### PAGE EXCERPT ###

We measured and compared the calcium concentration of SH-SY5Y cells with sham and B307 treatments by using Fura-2, AM Calcium indicator (Thermo Fisher Scientific™), a green fluorescent calcium indicator. The method is as described in the previous experiment [24], SH-SY5Y cells (2 × 10⁴) were pretreated with vehicle or 2 μg/mL B307 for 2 hours in an 8-well Nunc™ Lab-Tek™ culture chamber slide (Thermo Fisher Scientific™ cat#177445), and then the SH-SY5Y cells were washed twice in phosphate-buffered saline (PBS) and stained in the dark with 2 μm Fura-2 AM for 40 minutes at 37°C in the presence of 5% CO₂. Calcium fluorescence imaging Fura-2 AM was performed (λEx/Em = 340,380/512 nm) with an inverted microscope (Leica DM-IRB). We detected fluorescence intensity of SH-SY5Y cells by using ImageJ/FIJI software (NIH, http://fiji.sc/Fiji) that was compared as the cytosolic intracellular calcium concentration between SH-SY5Y cells with sham and B307 treatments.

### RECORDED INFORMATION ###

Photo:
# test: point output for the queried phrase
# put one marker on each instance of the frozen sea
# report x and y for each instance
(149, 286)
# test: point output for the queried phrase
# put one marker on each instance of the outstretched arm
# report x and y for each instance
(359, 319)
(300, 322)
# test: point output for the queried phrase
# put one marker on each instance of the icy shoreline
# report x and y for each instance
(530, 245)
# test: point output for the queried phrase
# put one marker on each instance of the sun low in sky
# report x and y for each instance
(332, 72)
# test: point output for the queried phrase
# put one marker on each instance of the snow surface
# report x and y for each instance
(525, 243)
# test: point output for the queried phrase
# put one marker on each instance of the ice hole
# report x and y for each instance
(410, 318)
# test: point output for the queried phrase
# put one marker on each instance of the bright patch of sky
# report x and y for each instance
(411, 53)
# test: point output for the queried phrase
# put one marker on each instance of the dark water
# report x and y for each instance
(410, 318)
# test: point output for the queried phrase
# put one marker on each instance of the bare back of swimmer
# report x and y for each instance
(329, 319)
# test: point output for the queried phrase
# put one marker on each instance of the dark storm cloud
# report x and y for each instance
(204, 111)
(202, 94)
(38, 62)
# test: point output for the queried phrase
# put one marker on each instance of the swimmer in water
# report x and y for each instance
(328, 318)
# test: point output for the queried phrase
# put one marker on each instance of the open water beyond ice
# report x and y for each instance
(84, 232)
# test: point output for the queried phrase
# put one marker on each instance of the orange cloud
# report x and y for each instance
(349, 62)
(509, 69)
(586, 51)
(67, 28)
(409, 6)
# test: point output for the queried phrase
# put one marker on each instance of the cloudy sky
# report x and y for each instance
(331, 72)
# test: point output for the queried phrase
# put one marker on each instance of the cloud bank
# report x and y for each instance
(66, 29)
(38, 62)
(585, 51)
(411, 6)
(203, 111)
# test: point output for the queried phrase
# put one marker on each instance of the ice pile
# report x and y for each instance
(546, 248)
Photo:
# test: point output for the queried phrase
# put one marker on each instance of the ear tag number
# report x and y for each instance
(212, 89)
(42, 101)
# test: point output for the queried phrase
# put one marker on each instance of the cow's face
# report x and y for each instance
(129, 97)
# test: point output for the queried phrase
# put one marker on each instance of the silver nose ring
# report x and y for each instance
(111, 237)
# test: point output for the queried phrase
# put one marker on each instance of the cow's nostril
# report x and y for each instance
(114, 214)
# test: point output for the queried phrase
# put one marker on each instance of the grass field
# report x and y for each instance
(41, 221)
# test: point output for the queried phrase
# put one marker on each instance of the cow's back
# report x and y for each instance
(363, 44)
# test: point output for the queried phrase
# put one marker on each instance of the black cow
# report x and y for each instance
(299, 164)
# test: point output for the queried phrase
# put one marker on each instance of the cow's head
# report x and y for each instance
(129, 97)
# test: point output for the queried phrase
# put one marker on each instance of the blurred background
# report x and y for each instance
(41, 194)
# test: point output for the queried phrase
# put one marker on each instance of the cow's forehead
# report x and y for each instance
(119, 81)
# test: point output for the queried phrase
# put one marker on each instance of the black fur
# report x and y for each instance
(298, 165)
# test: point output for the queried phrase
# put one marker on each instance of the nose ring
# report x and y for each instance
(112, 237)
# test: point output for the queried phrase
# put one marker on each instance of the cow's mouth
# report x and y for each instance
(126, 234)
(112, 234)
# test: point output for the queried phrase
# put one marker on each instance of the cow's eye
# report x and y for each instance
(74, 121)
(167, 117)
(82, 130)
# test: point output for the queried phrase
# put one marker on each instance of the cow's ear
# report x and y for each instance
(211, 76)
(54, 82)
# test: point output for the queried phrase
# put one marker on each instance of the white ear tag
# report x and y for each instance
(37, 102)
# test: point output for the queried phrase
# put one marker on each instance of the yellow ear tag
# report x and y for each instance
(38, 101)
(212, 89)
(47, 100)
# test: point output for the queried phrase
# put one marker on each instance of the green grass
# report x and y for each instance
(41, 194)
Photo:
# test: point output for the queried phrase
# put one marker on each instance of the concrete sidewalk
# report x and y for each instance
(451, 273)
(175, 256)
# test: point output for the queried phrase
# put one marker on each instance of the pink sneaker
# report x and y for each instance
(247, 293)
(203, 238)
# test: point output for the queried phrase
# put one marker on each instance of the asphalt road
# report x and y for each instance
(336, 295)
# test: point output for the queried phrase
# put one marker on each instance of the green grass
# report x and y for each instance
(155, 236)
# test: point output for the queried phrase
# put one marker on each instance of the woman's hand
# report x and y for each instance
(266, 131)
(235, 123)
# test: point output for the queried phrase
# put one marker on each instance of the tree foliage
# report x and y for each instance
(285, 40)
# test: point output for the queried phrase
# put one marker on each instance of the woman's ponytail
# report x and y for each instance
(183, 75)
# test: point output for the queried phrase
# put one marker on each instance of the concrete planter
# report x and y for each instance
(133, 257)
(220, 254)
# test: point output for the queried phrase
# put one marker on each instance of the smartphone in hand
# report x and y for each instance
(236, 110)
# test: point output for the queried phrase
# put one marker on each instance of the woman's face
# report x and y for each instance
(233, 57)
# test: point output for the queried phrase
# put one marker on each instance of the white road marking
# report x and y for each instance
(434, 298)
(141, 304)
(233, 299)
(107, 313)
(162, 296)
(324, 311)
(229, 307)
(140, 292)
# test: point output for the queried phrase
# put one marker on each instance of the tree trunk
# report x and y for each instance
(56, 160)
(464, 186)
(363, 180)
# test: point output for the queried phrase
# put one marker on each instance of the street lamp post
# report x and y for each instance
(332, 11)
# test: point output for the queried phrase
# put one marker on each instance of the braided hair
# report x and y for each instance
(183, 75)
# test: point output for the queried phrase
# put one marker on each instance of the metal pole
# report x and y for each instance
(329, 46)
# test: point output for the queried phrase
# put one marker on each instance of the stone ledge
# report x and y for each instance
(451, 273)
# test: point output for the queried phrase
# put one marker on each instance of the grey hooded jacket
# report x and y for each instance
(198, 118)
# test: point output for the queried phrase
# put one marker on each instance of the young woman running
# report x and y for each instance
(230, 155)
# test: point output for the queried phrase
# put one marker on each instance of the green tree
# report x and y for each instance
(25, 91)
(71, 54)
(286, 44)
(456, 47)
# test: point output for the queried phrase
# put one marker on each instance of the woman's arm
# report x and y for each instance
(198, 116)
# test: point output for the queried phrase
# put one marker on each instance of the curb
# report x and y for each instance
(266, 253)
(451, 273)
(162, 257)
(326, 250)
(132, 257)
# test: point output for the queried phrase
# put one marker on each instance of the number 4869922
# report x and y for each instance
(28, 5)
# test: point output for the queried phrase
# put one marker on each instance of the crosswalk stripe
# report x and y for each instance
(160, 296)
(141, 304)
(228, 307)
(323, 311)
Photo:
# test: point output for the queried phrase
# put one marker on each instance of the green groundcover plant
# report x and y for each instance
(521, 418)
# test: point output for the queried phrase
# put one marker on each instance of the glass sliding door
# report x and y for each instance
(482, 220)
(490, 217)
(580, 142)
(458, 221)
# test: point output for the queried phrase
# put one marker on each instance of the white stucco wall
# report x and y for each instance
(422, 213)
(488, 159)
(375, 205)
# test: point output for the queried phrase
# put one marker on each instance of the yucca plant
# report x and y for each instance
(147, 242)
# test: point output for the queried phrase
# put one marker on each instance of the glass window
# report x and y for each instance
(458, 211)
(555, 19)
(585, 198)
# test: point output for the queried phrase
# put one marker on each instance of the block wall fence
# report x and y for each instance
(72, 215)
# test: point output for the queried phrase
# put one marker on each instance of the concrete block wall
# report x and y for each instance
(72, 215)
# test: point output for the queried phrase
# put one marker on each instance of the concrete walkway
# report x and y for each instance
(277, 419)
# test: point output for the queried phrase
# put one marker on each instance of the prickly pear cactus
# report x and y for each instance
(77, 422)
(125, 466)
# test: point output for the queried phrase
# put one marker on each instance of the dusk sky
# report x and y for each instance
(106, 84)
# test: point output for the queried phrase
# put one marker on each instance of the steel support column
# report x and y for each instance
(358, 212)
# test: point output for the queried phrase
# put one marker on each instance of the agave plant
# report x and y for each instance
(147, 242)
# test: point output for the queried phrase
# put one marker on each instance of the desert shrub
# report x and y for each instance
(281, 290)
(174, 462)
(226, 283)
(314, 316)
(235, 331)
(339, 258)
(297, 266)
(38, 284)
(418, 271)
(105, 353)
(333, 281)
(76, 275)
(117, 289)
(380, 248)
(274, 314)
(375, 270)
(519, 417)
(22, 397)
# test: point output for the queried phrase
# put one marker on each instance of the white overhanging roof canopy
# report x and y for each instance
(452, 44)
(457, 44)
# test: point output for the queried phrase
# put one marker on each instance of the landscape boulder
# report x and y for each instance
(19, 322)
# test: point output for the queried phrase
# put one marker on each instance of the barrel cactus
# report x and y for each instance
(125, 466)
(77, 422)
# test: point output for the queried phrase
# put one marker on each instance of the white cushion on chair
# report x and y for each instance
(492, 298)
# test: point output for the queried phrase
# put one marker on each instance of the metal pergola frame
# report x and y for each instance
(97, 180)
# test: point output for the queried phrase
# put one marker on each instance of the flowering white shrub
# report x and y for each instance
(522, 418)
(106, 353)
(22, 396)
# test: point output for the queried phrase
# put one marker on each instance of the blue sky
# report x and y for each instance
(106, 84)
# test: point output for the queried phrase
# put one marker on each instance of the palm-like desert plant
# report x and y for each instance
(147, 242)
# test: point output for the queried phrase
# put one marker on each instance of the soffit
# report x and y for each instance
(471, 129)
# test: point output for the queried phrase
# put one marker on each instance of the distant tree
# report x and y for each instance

###

WHAT YOU WILL DO
1 – Summarize the calcium imaging passage in two sentences.
2 – In the calcium imaging passage, for how long and at what temperature were the cells stained with Fura-2 AM?
3 – Pick up the calcium imaging passage after its final sentence and carry it forward.

RESPONSES TO THE EXERCISE
1 – SH-SY5Y cells were pretreated with vehicle or 2 μg/mL B307 for 2 hours, washed twice in PBS, and stained in the dark with 2 μm Fura-2 AM for 40 minutes at 37°C with 5% CO₂, after which calcium fluorescence imaging was performed with a Leica DM-IRB inverted microscope. Fluorescence intensity was then measured with ImageJ/FIJI software to compare cytosolic intracellular calcium concentration between sham-treated and B307-treated cells.

2 – For 40 minutes at 37°C.

3 –
2.10. Statistical Analysis

The data were obtained in at least three independent experiments. The values of the data were shown as the means ± standard error of the mean (SEM). Differences among groups with sham (or control) and B307 treatments were evaluated by one-way analysis of variance (ANOVA). The Student–Newman–Keuls multiple comparison post hoc test was performed if a significant F-value was observed. The values of data were considered significant if they were at least <0.05.

3. Results

3.1. Chromatographic Fingerprint Analysis of the CVM B307

Figure 1 shows the 3D chromatographic fingerprint analysis of the CVM B307 by using high-performance liquid chromatography. The main components of B307 are Danshen and Shengmaisan. The bioactive substances of Danshen (Salvia miltiorrhiza) are rosmarinic acid, and salvianolic acid B, while bioactive substances of Shengmaisan are Ginsenoside Rg1 ± Re, Ginsenoside Rb1, Schizandrin, and Gomisin A.

(a)

(b)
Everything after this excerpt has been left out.